### Source excerpt

3.1 (Skew-)symmetry preserving integrator

We now propose a modified integrator that preserves symmetry and skew-symmetry and still retains the exactness and robustness properties of the projector-splitting integrator. A step with this integrator consists of two substeps. The first substep is identical to the first substep (\(\mathbf{K }\)-step) of the projector-splitting integrator: it updates \(\mathbf{K }={{\mathbf {U}}}{{\mathbf {S}}}\) in the decomposition \({{\mathbf {Y}}}={{\mathbf {U}}}{{\mathbf {S}}}{{\mathbf {U}}}^\top \). The second substep is a substantially modified update of \({{\mathbf {S}}}\), which can be viewed as a Galerkin approximation in the basis provided by the first substep.

Given \({{\mathbf {Y}}}_0 = {{\mathbf {U}}}_0 {{\mathbf {S}}}_0 {{\mathbf {U}}}_0^\top \) with a (skew-)symmetric \(r\times r\)-matrix \({{\mathbf {S}}}_0\) at time \(t_0\), we compute the factorization \({{\mathbf {Y}}}_1 = {{\mathbf {U}}}_1 {{\mathbf {S}}}_1 {{\mathbf {U}}}_1^\top \) with a (skew-)symmetric \(r\times r\)-matrix \({{\mathbf {S}}}_1\) at time \(t_1=t_0+h\) by the following algorithm:

figure a

To continue in time, we take \({{\mathbf {Y}}}_1\) as starting value for the next step and perform another step of the integrator.

Note that in this integrator the factor \(\mathbf{R }\) in the QR-decomposition of the first substep is not reused in the second substep, in contrast to the projector-splitting integrator. The computational cost is approximately halved, since the \(\mathbf{L }\)-step is not needed here.

We will now show that the (skew-)symmetric integrator retains the exactness and robustness properties of the projector-splitting integrator, using these known results in the proof.

3.2 Exactness property of the (skew-)symmetric integrator

The exactness result Theorem 1 extends in the following way.

Theorem 3

(Exactness property) Let \({{\mathbf {A}}}(t) \in {\mathbb {R}}^{n \times n}\) be (skew-)symmetric and of rank r for \(t_0 \le t \le t_1\), so that \({{\mathbf {A}}}(t)\) has a factorization (3) with equal left and right factors, \({{\mathbf {A}}}(t)={{\mathbf {U}}}(t){{\mathbf {S}}}(t){{\mathbf {U}}}(t)^\top \). Moreover, assume that the \(r\times r\) matrix \( {{\mathbf {U}}}(t_1)^\top {{\mathbf {U}}}(t_0)\) is invertible. With \({{\mathbf {Y}}}_0 = {{\mathbf {A}}}(t_0)\), the (skew-)symmetric integrator for \(\dot{{{\mathbf {Y}}}}(t)=\mathrm {P}({{\mathbf {Y}}}(t))\dot{{{\mathbf {A}}}}(t)\) is then exact: \( {{\mathbf {Y}}}_1 = {{\mathbf {A}}}(t_1)\).

######
### Provided data

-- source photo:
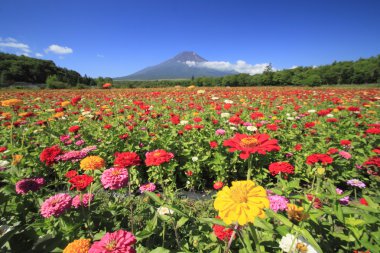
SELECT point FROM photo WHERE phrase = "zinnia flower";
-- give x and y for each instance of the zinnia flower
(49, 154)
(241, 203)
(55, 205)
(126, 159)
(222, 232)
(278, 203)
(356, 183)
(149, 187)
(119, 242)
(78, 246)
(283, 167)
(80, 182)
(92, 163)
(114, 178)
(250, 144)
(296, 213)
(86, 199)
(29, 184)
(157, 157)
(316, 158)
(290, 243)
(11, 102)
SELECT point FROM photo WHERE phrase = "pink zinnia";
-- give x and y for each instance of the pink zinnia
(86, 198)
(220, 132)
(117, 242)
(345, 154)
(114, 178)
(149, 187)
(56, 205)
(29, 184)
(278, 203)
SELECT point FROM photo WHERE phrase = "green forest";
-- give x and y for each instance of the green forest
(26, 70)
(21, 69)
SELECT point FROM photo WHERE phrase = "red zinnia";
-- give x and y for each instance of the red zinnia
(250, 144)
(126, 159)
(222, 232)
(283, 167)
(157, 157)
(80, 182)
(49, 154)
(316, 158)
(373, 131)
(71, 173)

######
### Provided data

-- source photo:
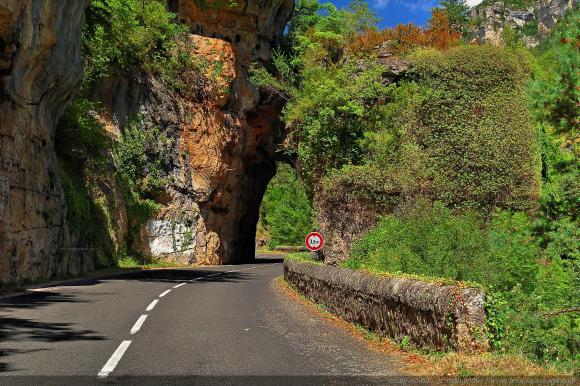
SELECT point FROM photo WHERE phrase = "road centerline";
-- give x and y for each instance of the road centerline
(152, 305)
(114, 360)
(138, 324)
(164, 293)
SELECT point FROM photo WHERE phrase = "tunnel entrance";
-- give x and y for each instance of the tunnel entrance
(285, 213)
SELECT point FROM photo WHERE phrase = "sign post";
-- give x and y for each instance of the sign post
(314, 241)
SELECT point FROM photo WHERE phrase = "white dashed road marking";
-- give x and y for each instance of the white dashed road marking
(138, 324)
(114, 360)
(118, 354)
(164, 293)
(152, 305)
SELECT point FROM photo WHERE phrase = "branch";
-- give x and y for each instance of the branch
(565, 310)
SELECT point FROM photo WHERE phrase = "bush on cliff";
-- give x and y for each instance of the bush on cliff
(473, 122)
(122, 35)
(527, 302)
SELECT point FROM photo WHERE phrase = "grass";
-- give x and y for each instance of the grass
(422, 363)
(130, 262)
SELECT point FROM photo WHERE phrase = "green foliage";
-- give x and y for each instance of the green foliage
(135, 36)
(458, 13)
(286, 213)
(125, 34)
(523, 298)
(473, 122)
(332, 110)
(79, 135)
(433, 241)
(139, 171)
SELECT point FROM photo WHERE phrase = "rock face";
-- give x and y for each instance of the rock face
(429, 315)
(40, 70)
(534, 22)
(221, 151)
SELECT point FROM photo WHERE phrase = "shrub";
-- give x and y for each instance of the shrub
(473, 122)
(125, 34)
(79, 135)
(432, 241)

######

— Requirements —
(a) According to the integrator excerpt, why is the computational cost of the new integrator roughly halved?
(b) Extend the integrator excerpt past its last sentence.

— Expected results —
(a) The L-step is not needed.

(b)
Proof

We note that the projector-splitting integrator and the (skew-)symmetric integrator have the same first step. Let \({{\mathbf {U}}}_1 \in {\mathbb {R}}^{n \times r}\) be the matrix with orthonormal columns computed in the first substep. Due to the exactness of the matrix projector-splitting integrator as given by Theorem 1 we know that \({{\mathbf {U}}}_1\) and \({{\mathbf {A}}}(t_1)\) have the same range and therefore

$$\begin{aligned} {{\mathbf {U}}}_1 {{\mathbf {U}}}_1^\top {{\mathbf {A}}}(t_1) = {{\mathbf {A}}}(t_1). \end{aligned}$$
(6)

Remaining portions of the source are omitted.